=== ОТРЫВОК ===
···

А вы забыли девяностые? Ведь было ровно так же, когда грохнулась промышленность в три раза, зарплаты полетели в три раза...

– Но тогда начали расти крупные города.

– Не сразу. Сначала был длительный аут, года в три. Крупные города погрузились в мусор и во мрак. Вы молоды, вы не помните Москву 1992–1993 годов, я-то ее помню хорошо. Это горы мусора и плохо освещенные улицы. Мы пережили этот период.

Были массовые народные протесты? Да, в общем, нет, поэтому мне кажется, что люди, когда они понимают бессмысленность протеста, то протестуют только в одном случае – когда на вашей конкретной территории проживания происходит что-то уже настолько несправедливое, настолько мерзкое, что это уже терпеть нельзя. В остальных случаях будут приспосабливаться. Уезжать на строительство, добычу нефти и газа, дети учатся зацепляться в крупных городах, охранники, секретарши. Вы посмотрите, кто в московских офисах сидит! Это «Россия-2» сидит. Это не сельские жители, а жители средних городов в радиусе чуть ли не 500 км от Москвы. Так что варианты адаптации есть – севера, тайга, грибы, ягоды, все в теневом секторе отстроено, рыба браконьерская.

– То, о чем вы говорите, это какой-то низкий уровень... развития... 

– Да, это экономика выживания.

А она никогда к быстрому развитию не ведет. Москва собирает все со страны, живя в половине своих расходов на ренту, Питеру дали этой ренты поменьше. Рента заканчивается. Москва пытается к этому адаптироваться. 

– Сколько это еще может продлиться?

– Бесконечно.

Интеграция протестная может идти по этому страшному пути: вот он чужой! Когда власть совершает какой-то совершенно адский шаг, тогда выходят на площадь и захватывают мэрию.

– Может ли это привести к каким-то социальным волнениям и протестам? 

– Нет. Это нулевой протестный потенциал. Дезинтегрированное население и очень низкий уровень человеческого капитала: низкий уровень доверия и незначительный уровень бытовой коммуникации без понимания общественных процессов.

Выходят протестовать только в условиях яркого насилия, когда видят чужого. То есть интеграция протестная может идти только по этому страшному пути: вот он чужой! Или еще вариант – когда власть совершает какой-то совершенно адский шаг, только тогда выходят на площадь и захватывают мэрию.

– То есть вам кажется, что даже резкое падение экономики – резкое ухудшение ситуации с безработицей, с бюджетом – не сможет подстегнуть протест?

– Страна очень сильно утратила энергетику, особенно во второй и третьей России, там она очень постаревшая. Россия, которая русская, – имеет очень слабый уровень доверия и уровень социального капитала. Ей очень трудно объединиться. К тому же у первой и второй Россий очень низкие экономические возможности.

···

=== Строки данных разметки рамок ===

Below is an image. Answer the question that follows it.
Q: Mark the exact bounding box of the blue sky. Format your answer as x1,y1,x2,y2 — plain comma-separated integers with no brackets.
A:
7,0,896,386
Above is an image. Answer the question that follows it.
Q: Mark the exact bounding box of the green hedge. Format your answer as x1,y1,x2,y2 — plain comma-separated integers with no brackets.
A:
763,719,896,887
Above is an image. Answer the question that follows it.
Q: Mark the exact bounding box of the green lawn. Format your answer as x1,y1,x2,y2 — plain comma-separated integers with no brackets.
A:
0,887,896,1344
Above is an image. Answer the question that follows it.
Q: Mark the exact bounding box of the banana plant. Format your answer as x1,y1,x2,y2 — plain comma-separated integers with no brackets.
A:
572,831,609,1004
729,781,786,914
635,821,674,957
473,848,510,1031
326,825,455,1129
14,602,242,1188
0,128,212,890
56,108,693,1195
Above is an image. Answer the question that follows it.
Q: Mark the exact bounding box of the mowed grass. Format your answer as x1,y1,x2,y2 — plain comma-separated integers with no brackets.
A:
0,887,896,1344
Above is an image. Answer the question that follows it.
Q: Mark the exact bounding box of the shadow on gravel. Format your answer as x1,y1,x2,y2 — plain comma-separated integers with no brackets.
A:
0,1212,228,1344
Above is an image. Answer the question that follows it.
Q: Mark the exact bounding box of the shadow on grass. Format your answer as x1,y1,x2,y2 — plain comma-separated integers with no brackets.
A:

···

=== ЗАДАНИЯ ===
1. Ответьте на вопросы по отрывку:
(a) Как в отрывке названа экономика, о которой идет речь?
(b) Какой ответ дан на вопрос «Сколько это еще может продлиться?»?
(c) Жители каких мест, по словам отвечающего, сидят в московских офисах?
2. Сдвиньте координаты рамок в записях, начиная с первой строки записей и заканчивая строкой с "7,0,896,386". Перепишите эти строки целиком, прибавив -18 к каждому числу в ответах.

=== ОТВЕТЫ ПО ЗАДАНИЯМ ===
1.
(a) Экономика выживания.
(b) Бесконечно.
(c) Жители средних городов в радиусе чуть ли не 500 км от Москвы.

2.
Below is an image. Answer the question that follows it.
Q: Mark the exact bounding box of the blue sky. Format your answer as x1,y1,x2,y2 — plain comma-separated integers with no brackets.
A:
-11,-18,878,368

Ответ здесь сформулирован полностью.